EXCERPT.
Kepler finds tantalizingly Earth-like exoplanets

What's better than a new exoplanet? Nine new exoplanets!


Aja Romano

Internet Culture

Posted on Jan 7, 2015   Updated on May 29, 2021, 7:57 pm CDT

What’s better than a new exoplanet? Nine new exoplanets!

Fresh from the revamped NASA Kepler mission’s discovery of a new exoplanet in December, the little solar-steered telescope that could has done it again. And this time, according to an announcement from astronomers at the Harvard-Smithsonian Center for Astrophysics, it’s found a whopping nine new exoplanets—including two that could bear a striking resemblance to our very own Spaceship Earth.

The new discovery is an exciting moment of progress in the search for extraterrestrial life—that is, the search for potentially viable, life-sustaining planets like ours. 

Among the new planets are two potentially water-based planets that might some day be found to be home to living organisms. Their names are KOI-3284.01 (Kepler-438b) and KOI-4742.01 (Kepler-442b), and they’re especially juicy finds. They’re both small enough that they resemble Earth in size. That means they could potentially be rocky enough to prevent any organisms living there from being stuck in an alien version of Waterworld.

DATA SHOWN.
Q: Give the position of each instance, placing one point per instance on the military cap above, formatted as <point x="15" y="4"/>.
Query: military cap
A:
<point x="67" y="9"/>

CHALLENGES.
- A) According to the Kepler article, astronomers at which institution announced the nine new exoplanets?
- B) Return everything in the Kepler article from "The new discovery" down to "planets like ours.".
The material plays no part in the work that follows.

RESULTS OF THE EXERCISE.
- A) The Harvard-Smithsonian Center for Astrophysics.

- B)
The new discovery is an exciting moment of progress in the search for extraterrestrial life—that is, the search for potentially viable, life-sustaining planets like ours.